WHAT TO DO:
How many lines in these records include the string "bottom"? Reply with that number alone.

STORED DATA:
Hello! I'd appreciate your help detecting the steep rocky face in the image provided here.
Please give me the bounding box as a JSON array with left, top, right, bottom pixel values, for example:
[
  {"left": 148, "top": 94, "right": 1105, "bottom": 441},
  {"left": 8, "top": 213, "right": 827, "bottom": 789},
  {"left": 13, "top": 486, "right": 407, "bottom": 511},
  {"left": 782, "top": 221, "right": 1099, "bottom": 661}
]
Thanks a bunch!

SOLVED PROBLEM:
5